Title: Molecular and Morphological Differentiation Among Sea, Ruderal and Cultivated Beets

item Stevanato, Piergiorgio
item Trebbi, Daniele
item Mcgrath, J Mitchell - Mitch
item Biancardi, Enrico
item Cacco, Giovanni
item Saccomani, Massimo

Submitted to: Plant and Animal Genome VX Conference Abstracts
Publication Type: Abstract Only
Publication Acceptance Date: 10/1/2006
Publication Date: 1/17/2007
Citation: Stevanato, P., Trebbi, D., McGrath, J.M., Biancardi, E., Cacco, G., Saccomani, M. 2007. Molecular and Morphological Differentiation Among Sea, Ruderal and Cultivated Beets [abstract]. Annual International Plant & Animal Genome XV Conference. Paper No. W416.

Interpretive Summary:

Technical Abstract: Knowledge of genetic diversity and relationships among Beta vulgaris genetic resources is essential for their conservation and development of breeding populations. In this study, we compared patterns of genetic variability and quantitative morphological data between a sea and a ruderal beet populations, collected on near sites of the Tyrrhenian coast of Italy, and a sugar beet variety. Eight amplified fragment length polymorphism (AFLP) primer-pairs were used for the genetic analysis whereas five traits of the root apparatus were evaluated for the morphological analysis in sixteen-day-old seedlings grown in hydroponics. Clustering analysis based on AFLP markers and root morphological data showed similar patterns of differentiation, in which sea, ruderal and cultivated beets appeared to be genetically distinct groups. A higher level of genetic variability was detected in the sea beet population, which may be due both to the limited gene flow between populations and the highly variable patterns of selection that occur in ecological niches, with respect to the genetic variability observed in the ruderal and cultivated beets. The results of this study revealed the extent of genetic diversity present within undomesticated beet populations that could be valuable in sugar beet improvement.

Image-grounded pointing data
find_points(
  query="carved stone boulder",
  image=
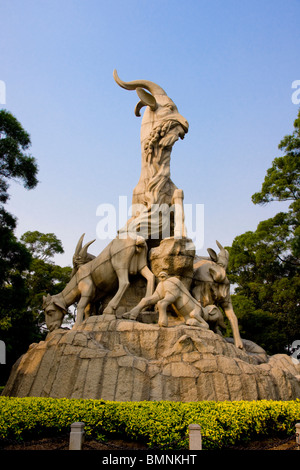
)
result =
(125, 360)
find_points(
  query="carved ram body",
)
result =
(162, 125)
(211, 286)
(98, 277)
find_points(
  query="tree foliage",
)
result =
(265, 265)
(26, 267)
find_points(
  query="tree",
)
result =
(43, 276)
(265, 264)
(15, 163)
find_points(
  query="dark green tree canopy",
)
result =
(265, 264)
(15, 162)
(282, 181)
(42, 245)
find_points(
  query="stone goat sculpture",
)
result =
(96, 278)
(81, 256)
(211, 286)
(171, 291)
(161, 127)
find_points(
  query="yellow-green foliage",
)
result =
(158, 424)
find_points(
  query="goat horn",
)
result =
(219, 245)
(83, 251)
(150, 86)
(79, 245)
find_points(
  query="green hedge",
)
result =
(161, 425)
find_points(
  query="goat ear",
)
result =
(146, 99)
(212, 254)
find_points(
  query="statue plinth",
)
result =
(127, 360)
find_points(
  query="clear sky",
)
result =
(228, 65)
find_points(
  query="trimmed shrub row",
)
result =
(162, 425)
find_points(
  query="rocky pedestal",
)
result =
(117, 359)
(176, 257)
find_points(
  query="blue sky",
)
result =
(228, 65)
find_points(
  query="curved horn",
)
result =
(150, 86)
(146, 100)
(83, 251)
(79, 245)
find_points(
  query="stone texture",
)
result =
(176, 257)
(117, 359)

### Work instructions
- 1) Please return the part of the beet abstract starting with "Submitted to: Plant" and going on through "Paper No. W416.".
- 2) Summarize the beet abstract in two sentences.
Answer from the beet abstract alone and disregard the rows.

### Answers
- 1)
Submitted to: Plant and Animal Genome VX Conference Abstracts
Publication Type: Abstract Only
Publication Acceptance Date: 10/1/2006
Publication Date: 1/17/2007
Citation: Stevanato, P., Trebbi, D., McGrath, J.M., Biancardi, E., Cacco, G., Saccomani, M. 2007. Molecular and Morphological Differentiation Among Sea, Ruderal and Cultivated Beets [abstract]. Annual International Plant & Animal Genome XV Conference. Paper No. W416.

- 2) A sea beet population and a ruderal beet population, collected at nearby sites on the Tyrrhenian coast of Italy, were compared with a sugar beet variety using eight AFLP primer-pairs and five root traits measured in sixteen-day-old seedlings grown in hydroponics. Clustering on both kinds of data showed sea, ruderal and cultivated beets as genetically distinct groups, with the highest genetic variability in the sea beet population, and the study revealed genetic diversity in undomesticated beets that could be valuable for sugar beet improvement.